WHAT IS REQUIRED: Repeat the data exactly as it appears.

Dataset entries
--- START ---

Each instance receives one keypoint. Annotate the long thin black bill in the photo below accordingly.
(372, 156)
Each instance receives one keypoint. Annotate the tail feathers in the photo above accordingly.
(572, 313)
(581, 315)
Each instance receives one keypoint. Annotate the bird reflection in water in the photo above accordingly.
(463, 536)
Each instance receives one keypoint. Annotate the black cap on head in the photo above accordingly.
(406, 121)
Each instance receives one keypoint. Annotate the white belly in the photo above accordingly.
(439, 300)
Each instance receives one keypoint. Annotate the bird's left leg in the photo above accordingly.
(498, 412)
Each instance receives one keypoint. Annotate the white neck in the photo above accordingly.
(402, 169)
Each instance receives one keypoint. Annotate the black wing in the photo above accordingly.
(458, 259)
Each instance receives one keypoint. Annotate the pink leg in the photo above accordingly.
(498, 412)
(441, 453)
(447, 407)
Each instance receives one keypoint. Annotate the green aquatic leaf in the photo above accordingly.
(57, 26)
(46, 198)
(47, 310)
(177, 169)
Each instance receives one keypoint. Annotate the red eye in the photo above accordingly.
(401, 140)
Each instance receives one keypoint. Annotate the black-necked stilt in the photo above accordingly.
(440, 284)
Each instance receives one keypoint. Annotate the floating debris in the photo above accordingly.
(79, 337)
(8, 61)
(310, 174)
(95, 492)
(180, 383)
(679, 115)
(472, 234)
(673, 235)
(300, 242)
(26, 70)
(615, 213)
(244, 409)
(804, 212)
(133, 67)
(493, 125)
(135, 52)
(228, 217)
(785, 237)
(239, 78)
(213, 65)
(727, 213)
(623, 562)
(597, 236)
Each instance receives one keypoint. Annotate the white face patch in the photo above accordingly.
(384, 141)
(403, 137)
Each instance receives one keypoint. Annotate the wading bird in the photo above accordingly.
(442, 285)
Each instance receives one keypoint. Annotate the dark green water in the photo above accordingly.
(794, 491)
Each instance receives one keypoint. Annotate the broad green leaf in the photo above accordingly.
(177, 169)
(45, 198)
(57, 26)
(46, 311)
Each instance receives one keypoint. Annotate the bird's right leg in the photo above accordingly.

--- END ---

SOLVED EXERCISE:
Each instance receives one keypoint. Annotate the long thin black bill in the photo below accordingly.
(372, 156)
Each instance receives one keypoint. Annotate the tail feathers in the photo above accordingly.
(572, 313)
(581, 315)
Each instance receives one keypoint. Annotate the bird reflection in water in the photo above accordingly.
(463, 536)
Each instance receives one keypoint. Annotate the black cap on head in the photo above accordingly.
(406, 121)
Each instance receives one keypoint. Annotate the white belly in the photo above accordingly.
(439, 300)
Each instance receives one keypoint. Annotate the bird's left leg in the photo above accordingly.
(498, 412)
Each instance receives one keypoint. Annotate the white neck in the photo above accordingly.
(402, 169)
Each instance receives one keypoint. Annotate the black wing in the photo above accordingly.
(458, 259)
Each instance receives one keypoint. Annotate the pink leg in the photo above accordingly.
(498, 412)
(441, 453)
(447, 407)
Each instance receives one keypoint. Annotate the green aquatic leaf in the photo above accordingly.
(57, 26)
(46, 198)
(47, 310)
(177, 169)
Each instance receives one keypoint. Annotate the red eye in the photo above accordingly.
(401, 140)
Each instance receives one keypoint. Annotate the black-necked stilt in the photo above accordingly.
(440, 284)
Each instance receives one keypoint. Annotate the floating debris in the photo above accordingly.
(79, 337)
(8, 61)
(310, 174)
(95, 492)
(180, 383)
(679, 115)
(472, 234)
(673, 235)
(300, 242)
(26, 70)
(615, 213)
(244, 409)
(804, 212)
(133, 67)
(493, 125)
(135, 52)
(228, 217)
(785, 237)
(239, 78)
(213, 65)
(727, 213)
(623, 562)
(597, 236)
Each instance receives one keypoint. Annotate the white face patch in the photo above accordingly.
(384, 141)
(403, 137)
Each instance receives one keypoint. Annotate the wading bird in the photo above accordingly.
(442, 285)
Each instance receives one keypoint. Annotate the dark green water in the photo above accordingly.
(794, 491)
Each instance receives one keypoint. Annotate the broad green leaf in the photo above accordingly.
(177, 169)
(45, 198)
(57, 26)
(46, 311)
Each instance receives one keypoint. Annotate the bird's right leg in the photo above accordingly.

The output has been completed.